DIRECTIVES:
a) In the discussion below about claiming businesses on Google Maps, what does Google mail out so that a claimant can take ownership of a business?
b) Continue the discussion below about claiming businesses on Google Maps, starting right after its final comment.
— START OF TEXT EXCERPT —
It is absolutely insane that organizations are weaponizing this.

> Doesn't Google have any way to dispute the business ownership?

I can only speak for the US and it’s been a few years since I’ve done it, but yes Google does have a way. You can report an issue, and “claim” a business. Google will literally send a postcard with a unique ID to the registered physical address, and whoever gets that postcard can take ownership.

> Can I take over any business on the maps by just registering a domain that contains the business name?

Absolutely not (at least legally I assume). It’s probably trademark infringement and potentially fraud to misrepresent that business, and also Google has other methods to verify ownership (see above).


> You can report an issue, and “claim” a business. Google will literally send a postcard with a unique ID to the registered physical address, and whoever gets that postcard can take ownership.

When you say "registered address", do you mean the actual business registered address (as in on Companies House in the UK, for example) or the address which was used to register the business with Google? Because if it's the latter, I think I see a problem ...


The "address" in question here is the location on Google Maps. I managed a few locations for a business and verified them this way. Google would frequently ignore our own posted opening/closing hours and phone numbers in favour of whatever some random user provided under "Suggest an Edit". Horrible system, and support requests just ended up at some Google contractor's inbox in India, where they request to have video calls at 3AM ET to verify our identity (again).


> Because if it's the latter, I think I see a problem ...

Believe it or not, someone spent at least a few hours thinking about this.

The address is physical address that a customer would go to when they look up the business on the map. If it's a restaurant, it's the address that has the tables and food and drinks.


So then how can the scam work after the german restaurant gets the unique postcard?


It certainly sounds like they would be sending it to the address provided by the scammer. The issue is their system assumes the first person to interact with it is trustworthy: gives a real phone number and address. If that first contact with Google was MITM'd, they seem to have no way to develop an un-compromised relationship with the real entity.


In Germany, everybody and their siblings usually ask for a recent copy of the trade certificate of registration--it actually is quite annoying. Google could do the same.


I don't think it does. The postcard should go to the place where the customers go, so for a restaurant its the place with the tables and the food and stuff.
— END OF TEXT EXCERPT —
— START OF GIVEN DATA —
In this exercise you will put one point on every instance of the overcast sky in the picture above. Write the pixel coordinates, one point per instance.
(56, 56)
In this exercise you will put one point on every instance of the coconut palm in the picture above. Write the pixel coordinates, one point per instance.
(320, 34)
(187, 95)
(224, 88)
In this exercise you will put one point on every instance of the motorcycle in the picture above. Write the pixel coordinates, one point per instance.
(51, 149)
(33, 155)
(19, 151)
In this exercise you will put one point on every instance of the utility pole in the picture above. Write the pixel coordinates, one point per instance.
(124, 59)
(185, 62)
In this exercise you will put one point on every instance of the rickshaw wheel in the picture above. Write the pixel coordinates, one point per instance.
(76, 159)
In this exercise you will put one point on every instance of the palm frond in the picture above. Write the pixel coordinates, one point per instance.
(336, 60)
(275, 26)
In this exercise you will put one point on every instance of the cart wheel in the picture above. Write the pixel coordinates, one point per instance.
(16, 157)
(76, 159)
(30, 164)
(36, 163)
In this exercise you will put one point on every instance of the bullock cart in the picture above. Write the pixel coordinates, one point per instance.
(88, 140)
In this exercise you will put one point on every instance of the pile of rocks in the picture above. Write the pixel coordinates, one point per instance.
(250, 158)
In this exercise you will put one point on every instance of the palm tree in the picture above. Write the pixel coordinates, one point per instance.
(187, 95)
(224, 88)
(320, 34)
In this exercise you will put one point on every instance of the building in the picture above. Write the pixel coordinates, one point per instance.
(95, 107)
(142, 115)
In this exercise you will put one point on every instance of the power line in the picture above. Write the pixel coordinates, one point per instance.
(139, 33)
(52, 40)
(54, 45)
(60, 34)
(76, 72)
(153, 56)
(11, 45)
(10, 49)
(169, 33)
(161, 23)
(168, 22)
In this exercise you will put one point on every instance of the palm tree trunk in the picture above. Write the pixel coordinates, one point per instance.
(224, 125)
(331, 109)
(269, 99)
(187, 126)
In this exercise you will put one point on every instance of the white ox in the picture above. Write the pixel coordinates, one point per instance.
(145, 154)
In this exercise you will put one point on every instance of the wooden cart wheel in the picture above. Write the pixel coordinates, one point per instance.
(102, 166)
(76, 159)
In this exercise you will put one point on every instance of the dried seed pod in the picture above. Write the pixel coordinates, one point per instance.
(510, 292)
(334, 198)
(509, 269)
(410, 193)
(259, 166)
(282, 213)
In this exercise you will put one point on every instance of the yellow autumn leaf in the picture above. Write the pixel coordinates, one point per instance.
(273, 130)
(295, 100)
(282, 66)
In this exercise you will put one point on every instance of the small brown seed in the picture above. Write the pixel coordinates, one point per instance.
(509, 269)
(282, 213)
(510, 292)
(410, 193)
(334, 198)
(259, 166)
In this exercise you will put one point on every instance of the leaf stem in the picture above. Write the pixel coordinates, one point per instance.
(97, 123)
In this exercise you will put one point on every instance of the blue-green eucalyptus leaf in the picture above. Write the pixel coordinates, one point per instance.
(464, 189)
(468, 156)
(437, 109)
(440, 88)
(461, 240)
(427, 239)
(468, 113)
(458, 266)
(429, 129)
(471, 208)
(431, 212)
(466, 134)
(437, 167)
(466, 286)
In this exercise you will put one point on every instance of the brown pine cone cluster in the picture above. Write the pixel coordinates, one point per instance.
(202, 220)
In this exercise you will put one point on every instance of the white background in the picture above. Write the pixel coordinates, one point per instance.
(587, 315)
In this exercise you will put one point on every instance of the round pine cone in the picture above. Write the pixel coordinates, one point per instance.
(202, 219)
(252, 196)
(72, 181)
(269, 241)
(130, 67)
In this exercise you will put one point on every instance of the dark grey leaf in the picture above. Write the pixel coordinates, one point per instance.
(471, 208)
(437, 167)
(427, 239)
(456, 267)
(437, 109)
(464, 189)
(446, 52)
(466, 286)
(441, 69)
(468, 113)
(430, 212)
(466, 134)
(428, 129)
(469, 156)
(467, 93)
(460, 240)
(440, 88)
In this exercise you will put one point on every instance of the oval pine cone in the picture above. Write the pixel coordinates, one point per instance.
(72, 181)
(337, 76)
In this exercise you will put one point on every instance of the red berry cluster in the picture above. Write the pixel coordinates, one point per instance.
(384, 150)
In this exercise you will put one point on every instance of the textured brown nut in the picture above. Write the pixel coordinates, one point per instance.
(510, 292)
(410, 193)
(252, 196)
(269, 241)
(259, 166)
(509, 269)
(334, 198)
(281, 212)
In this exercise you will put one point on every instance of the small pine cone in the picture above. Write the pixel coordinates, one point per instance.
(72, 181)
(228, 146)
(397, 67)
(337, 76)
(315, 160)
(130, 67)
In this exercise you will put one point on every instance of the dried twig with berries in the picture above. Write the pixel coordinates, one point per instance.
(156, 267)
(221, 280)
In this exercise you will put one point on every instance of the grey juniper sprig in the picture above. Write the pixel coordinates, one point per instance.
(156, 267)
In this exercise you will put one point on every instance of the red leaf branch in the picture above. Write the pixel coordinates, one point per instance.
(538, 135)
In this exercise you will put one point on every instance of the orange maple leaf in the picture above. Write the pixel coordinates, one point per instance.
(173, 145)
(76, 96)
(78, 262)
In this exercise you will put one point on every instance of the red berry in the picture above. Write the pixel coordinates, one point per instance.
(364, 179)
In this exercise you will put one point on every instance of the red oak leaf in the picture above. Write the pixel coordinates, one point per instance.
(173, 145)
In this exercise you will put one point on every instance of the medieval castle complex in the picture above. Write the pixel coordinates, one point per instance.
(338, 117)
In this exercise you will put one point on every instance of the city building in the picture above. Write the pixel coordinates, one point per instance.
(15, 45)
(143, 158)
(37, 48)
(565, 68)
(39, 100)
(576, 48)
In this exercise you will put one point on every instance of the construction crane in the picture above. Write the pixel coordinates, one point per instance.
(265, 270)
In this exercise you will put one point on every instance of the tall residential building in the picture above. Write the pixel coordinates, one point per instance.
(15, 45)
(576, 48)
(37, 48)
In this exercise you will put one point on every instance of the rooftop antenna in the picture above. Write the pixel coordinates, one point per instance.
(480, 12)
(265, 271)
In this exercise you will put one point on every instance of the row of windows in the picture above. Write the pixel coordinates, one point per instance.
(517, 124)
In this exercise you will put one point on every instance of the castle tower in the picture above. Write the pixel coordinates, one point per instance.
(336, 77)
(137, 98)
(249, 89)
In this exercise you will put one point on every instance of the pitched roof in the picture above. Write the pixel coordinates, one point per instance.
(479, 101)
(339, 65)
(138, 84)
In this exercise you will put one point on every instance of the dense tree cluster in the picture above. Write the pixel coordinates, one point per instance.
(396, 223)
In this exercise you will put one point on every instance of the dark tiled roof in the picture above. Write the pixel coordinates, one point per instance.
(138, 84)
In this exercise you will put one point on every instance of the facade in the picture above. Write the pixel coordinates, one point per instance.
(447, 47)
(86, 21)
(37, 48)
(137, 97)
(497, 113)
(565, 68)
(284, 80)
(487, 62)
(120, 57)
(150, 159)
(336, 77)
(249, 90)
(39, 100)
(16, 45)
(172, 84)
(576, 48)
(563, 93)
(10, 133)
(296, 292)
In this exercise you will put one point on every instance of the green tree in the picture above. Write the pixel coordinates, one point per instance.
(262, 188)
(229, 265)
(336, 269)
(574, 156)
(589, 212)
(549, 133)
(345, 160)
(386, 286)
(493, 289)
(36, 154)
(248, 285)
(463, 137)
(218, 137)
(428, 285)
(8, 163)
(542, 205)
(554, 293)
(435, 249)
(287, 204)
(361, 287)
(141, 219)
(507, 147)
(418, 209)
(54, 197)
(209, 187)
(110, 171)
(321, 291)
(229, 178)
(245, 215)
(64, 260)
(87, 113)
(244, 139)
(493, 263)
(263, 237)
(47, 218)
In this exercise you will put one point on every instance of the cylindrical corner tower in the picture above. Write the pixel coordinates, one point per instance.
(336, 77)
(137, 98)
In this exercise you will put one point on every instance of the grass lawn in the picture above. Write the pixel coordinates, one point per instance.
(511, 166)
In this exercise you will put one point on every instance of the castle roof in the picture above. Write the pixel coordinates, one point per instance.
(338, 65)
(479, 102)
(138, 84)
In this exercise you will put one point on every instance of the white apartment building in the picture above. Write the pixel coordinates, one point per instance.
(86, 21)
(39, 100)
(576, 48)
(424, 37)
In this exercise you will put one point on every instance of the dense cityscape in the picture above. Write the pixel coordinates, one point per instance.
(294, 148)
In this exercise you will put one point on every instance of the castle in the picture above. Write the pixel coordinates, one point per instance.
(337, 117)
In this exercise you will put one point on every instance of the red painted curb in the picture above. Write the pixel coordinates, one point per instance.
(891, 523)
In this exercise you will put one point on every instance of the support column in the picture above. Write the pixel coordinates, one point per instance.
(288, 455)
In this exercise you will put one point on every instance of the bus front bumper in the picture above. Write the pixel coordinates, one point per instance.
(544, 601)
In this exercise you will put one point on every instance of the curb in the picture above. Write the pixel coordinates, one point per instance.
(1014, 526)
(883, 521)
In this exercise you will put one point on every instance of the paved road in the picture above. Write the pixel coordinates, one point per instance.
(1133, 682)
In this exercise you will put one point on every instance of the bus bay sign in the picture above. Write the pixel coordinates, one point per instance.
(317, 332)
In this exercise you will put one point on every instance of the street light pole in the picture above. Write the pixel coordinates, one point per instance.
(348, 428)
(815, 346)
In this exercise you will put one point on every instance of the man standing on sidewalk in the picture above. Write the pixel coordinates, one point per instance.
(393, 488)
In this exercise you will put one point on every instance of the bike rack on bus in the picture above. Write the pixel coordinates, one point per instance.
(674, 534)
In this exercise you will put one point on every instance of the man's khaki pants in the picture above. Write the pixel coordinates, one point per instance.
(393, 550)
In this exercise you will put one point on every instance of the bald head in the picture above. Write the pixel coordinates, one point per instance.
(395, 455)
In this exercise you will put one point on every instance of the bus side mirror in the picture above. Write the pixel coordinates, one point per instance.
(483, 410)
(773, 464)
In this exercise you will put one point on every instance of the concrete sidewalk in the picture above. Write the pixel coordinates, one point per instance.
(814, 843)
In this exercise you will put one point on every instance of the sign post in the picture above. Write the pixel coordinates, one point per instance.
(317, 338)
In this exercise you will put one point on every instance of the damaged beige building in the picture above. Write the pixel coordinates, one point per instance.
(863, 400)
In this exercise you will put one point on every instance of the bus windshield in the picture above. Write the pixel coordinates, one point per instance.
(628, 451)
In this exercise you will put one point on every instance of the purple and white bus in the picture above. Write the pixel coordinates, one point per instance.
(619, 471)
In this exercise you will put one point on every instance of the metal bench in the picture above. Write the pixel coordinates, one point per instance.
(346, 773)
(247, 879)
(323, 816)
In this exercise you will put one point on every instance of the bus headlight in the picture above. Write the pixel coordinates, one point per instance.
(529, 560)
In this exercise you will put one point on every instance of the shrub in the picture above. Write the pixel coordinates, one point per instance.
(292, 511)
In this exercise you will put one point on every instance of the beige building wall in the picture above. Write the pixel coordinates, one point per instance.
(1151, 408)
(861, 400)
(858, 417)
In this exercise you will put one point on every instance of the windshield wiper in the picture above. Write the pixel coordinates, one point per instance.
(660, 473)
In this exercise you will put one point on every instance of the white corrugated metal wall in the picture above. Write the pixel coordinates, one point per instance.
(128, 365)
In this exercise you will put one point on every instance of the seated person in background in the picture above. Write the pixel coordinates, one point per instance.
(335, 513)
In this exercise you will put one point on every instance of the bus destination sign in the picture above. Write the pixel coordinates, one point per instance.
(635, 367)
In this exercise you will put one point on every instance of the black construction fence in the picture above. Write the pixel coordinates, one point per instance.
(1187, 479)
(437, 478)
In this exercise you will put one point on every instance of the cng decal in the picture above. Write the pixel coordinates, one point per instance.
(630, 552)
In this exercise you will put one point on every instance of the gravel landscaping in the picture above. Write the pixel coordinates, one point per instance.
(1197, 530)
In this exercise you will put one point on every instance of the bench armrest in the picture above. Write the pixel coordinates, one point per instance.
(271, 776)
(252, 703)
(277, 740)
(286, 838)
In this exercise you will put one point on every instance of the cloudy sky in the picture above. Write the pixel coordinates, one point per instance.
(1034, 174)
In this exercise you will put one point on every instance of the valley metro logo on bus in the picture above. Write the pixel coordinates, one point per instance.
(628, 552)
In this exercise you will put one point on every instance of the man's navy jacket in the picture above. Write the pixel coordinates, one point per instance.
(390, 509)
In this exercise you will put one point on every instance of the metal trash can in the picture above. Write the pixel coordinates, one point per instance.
— END OF GIVEN DATA —
REPLIES:
a) A postcard with a unique ID, sent to the registered physical address.

b)
If the address is different than the address of the shop-owner, then how would a user who uses google maps get to the shop? And why wouldn't the shop owner just create a new, correct listing?


> Can I take over any business on the maps by just registering a domain that contains the business name?

yes, as long as the business doesn't have that already. And that's the point - many small restaurants, takeaways etc simply don't have a website because they think they don't need one, until they're fucked by Lieferando.


But isn't that fraud? Lieferando is fraudulently pretending to be someone they aren't to profit from it.


They're following the usual VC pattern: it's more profitable to ask for forgiveness instead of approval.

Plus, many restaurant owners are immigrants, and undocumented/underpaid labor is blooming as well. The last thing they want is to attract the eyes of the government.


I googled the name as I was unfamiliar with it, but immediately recognized the orange logo in search results.

Their entire business model seems to be centered around extorting businesses. I stopped giving them money after they inaccurately posted that a certain restaurant delivers to my location and got a phonecall from the place that this was the case so I agreed to pay extra to fulfill the order anyway, because Lieferando certainly wouldn't take responsibility.

Nowadays I use them only for discovery, but call the place directly or use the webpage if the business provides online ordering.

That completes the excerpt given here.